**TASK A**
Summarize the Red Hat Call Co. post in two sentences.
**TASK B**
Reproduce the Red Hat Call Co. post word for word between "## Rick Howard" and "than the hat?", inclusive.
**TASK C**
List every person, not counting the author or any call, whom the Red Hat Call Co. post names in its body text.

# "The Red Hat Call Co."



## Rick Howard (Feb 25, 2012)

As most of you guys know, I started making calls recently. I learned a great deal from Ed, Rich, and Mark. There are several others that have helped, but these are the guys you are familiar with.

At first I was just making calls for me. As the calls started to get better, friends suggested that I sell them. I liked the idea because it would keep making calls for folks that would appreciate them and I can buy materials with the proceeds. My wife suggested that I put a brand name on the calls. I kicked around a few ideas. Then it occurred to me. People know me for my "Red Hat". What could say the call is part of me better than the hat?









Also I wanted to share that after Don's review of Rosie (link above for the small howler) it prompted me to ask him to be a call tester for me. I am glad to say he agreed to help me out. Hence the second call he reviewed. The way it works is, I curse a lot making a new call. I send it to him. He tells me how bad it is. I curse some more and fix it up. I send it back to him. He tells me it's broken and to give up call making. I curse some more. I think all see where this is going. LOL. It helps me to make the best call I can.

Now for the Calls! Currently I make three different types.:









Small Howler: (Far Left in photo above) http://www.predatort...a-rosie-review/
This call is designed for a rangeo of coyote vocals and loud distress from deer to bird. This is my most versatile call.

**ENTRIES PROVIDED**
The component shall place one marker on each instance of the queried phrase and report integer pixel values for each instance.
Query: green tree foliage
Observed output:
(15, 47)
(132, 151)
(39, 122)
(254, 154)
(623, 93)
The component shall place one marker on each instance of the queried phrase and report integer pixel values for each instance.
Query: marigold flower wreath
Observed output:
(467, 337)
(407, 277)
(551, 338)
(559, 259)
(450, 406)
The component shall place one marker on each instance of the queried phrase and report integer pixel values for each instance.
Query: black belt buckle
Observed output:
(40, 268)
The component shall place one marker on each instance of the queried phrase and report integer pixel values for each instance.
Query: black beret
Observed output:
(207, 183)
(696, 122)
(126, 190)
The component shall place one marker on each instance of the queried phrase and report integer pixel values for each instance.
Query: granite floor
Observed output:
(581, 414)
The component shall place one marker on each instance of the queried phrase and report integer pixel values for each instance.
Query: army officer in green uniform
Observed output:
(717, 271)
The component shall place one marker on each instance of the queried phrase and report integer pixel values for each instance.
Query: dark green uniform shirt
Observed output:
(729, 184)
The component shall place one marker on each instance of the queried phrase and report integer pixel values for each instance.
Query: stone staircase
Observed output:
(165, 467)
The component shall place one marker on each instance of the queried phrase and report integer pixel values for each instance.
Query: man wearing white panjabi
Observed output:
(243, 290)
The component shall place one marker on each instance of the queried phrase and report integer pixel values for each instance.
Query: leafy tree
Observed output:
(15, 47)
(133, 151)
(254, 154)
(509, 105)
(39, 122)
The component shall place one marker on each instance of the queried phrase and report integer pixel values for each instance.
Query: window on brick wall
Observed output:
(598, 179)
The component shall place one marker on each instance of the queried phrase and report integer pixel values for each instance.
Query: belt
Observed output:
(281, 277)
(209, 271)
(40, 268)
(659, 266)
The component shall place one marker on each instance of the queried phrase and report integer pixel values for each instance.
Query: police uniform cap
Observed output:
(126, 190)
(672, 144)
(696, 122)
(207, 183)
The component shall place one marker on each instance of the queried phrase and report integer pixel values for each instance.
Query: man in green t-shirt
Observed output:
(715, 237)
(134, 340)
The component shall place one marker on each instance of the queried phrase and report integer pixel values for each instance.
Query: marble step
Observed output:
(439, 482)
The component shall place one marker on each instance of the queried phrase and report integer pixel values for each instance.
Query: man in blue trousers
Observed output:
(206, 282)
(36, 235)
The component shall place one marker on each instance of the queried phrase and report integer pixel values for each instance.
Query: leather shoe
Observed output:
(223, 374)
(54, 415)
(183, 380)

**EXPECTED ANSWER A**
The author recently started making calls, learned from Ed, Rich, and Mark, and took up friends' suggestion to sell them, naming the brand after the "Red Hat" people know him for. Don agreed to test his calls, and the first of the three types he makes, the Small Howler, is designed for coyote vocals and loud distress sounds.

**EXPECTED ANSWER B**
## Rick Howard (Feb 25, 2012)

As most of you guys know, I started making calls recently. I learned a great deal from Ed, Rich, and Mark. There are several others that have helped, but these are the guys you are familiar with.

At first I was just making calls for me. As the calls started to get better, friends suggested that I sell them. I liked the idea because it would keep making calls for folks that would appreciate them and I can buy materials with the proceeds. My wife suggested that I put a brand name on the calls. I kicked around a few ideas. Then it occurred to me. People know me for my "Red Hat". What could say the call is part of me better than the hat?

**EXPECTED ANSWER C**
Ed
Rich
Mark
Don